- **SELECTED EXTRACT**:
>> START

Whether the imputation contained in the article is construed as found by the jury or as it was unsuccessfully contended for by the defendant, the fact remains that it was the plaintiff who was the key figure involved.
Does then Mrs Younes’ failure to interview her (as found by the jury) lead, in the circumstances of this case, to a consequential failure by the defendant to establish qualified privilege.”
20 Having considered and rejected the respondent’s submission that the imputation found by the jury was in fact true and so any failure to interview the appellant was not relevant, his Honour came to his conclusion -
“While, as I have said, the question of whether qualified privilege exists, depends as a general rule by reference to the actual facts, a bona fide, though mistaken belief, as to the circumstances can confer the privilege.
In London Association for Protection of Trade v Greenlands [1916] 2 AC 15 at 42 Lord Parker said:
‘It is therefore a principle of law that a person asked for information affecting the credit of another is justified in giving it, provided -
Here Mrs Younes did have (as found by the jury) a bona fide belief that what she had written gave rise to the imputation contended for by the defendant. While that was not the imputation found by the jury her belief was otherwise and (as also found) honestly formed.
1. that he bona fide believes in the truth of the information which he gives; …’
See also Hunt AJA’s analysis in Morgan’s case .
That belief could not have been in any way changed by an interview with the plaintiff which may have confirmed that the matters of dereliction of duty referred to in the article were allegations made by others which were to be raised at the meeting and not matters of historical fact.
It is not difficult to visualise circumstances where the failure of a journalist to interview a plaintiff prior to the publication of a defamatory article will disentitle a defendant publisher from relying on a defence of qualified privilege. Those circumstances are obviously manifold.
However, the jury’s finding as to the belief of Mrs Younes in this case coupled with their finding as to the defamatory imputation leads me to the conclusion that the inquiries made by Mrs Younes were sufficient to satisfy the test as outlined by Hunt A-JA in Morgan’s case . In short, that inquiry of the plaintiff would not have altered Mrs Younes’ belief that what she had written was true.”
21 His Honour’s reasoning to his conclusion is tolerably clear. He focussed upon para 4(a) in the passage from Morgan v John Fairfax & Sons Ltd (No 2), the exercise of reasonable care by making proper inquiries. With the premise of a finding that Mrs Younes believed that the imputation conveyed by the article was that others alleged that the appellant was derelict in her duties, he asked whether the failure to speak to the appellant about the subject matter of the article before it was published, as found by the jury, spelt doom for the defence of qualified privilege. He thought that it did not because it was not unreasonable to fail to interview the appellant when “interviewing the appellant would not have altered Mrs Younes’ belief that what she had written was true”. Her belief was that what she had written “gave rise to the imputation contended for by the defendant”, that is, the imputation that others alleged that the appellant was derelict in her duties as distinct from the imputation that in fact the appellant was derelict in her duties. Her belief so understood was reasonably founded in the other inquiries which the jury must have found she had made, and interviewing the appellant would not have altered that belief because the appellant could not usefully contribute to the facts showing that others alleged dereliction in duty.

>> END

- **RECORD SET**:
>> START

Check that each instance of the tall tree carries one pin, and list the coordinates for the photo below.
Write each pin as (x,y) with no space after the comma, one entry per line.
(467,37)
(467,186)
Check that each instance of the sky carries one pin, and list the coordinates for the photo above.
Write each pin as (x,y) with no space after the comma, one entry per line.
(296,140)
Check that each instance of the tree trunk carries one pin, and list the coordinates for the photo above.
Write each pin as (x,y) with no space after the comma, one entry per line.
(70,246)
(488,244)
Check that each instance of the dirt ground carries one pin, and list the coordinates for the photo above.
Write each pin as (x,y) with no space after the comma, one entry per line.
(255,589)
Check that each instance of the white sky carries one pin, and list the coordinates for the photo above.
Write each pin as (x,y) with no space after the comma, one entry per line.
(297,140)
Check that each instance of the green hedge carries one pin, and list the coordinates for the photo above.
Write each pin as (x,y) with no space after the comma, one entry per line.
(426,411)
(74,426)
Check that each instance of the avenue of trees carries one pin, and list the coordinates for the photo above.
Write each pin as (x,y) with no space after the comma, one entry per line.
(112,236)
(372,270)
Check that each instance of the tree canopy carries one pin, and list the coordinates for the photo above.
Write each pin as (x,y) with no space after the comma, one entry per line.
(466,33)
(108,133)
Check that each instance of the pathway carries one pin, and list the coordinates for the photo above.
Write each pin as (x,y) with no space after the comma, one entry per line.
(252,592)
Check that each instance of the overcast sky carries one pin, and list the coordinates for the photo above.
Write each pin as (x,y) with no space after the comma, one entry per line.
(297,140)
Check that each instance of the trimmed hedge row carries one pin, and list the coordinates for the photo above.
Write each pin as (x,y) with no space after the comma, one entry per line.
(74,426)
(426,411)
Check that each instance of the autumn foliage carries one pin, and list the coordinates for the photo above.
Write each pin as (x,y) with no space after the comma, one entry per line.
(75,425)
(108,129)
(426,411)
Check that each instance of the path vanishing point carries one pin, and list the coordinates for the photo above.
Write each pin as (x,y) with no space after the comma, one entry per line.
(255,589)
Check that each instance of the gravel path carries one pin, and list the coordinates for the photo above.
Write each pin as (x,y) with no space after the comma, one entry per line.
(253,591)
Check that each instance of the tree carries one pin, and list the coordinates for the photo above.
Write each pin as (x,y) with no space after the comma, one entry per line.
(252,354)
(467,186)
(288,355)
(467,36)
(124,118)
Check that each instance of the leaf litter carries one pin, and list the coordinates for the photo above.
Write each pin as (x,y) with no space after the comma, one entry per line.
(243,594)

>> END

- **THE TASK**:
Answer these questions from the judgment extract.
(a) In which case and at which page did Lord Parker make the quoted statement?
(b) Which paragraph of the passage from Morgan v John Fairfax & Sons Ltd (No 2) did his Honour focus on, and what does it concern?
(c) According to the final paragraph, why would interviewing the appellant not have altered Mrs Younes' belief?
Draw on the judgment extract alone to answer.

- **EXERCISE ANSWER**:
(a) London Association for Protection of Trade v Greenlands [1916] 2 AC 15, at page 42.
(b) Paragraph 4(a), which concerns the exercise of reasonable care by making proper inquiries.
(c) Because the appellant could not usefully contribute to the facts showing that others alleged dereliction in duty.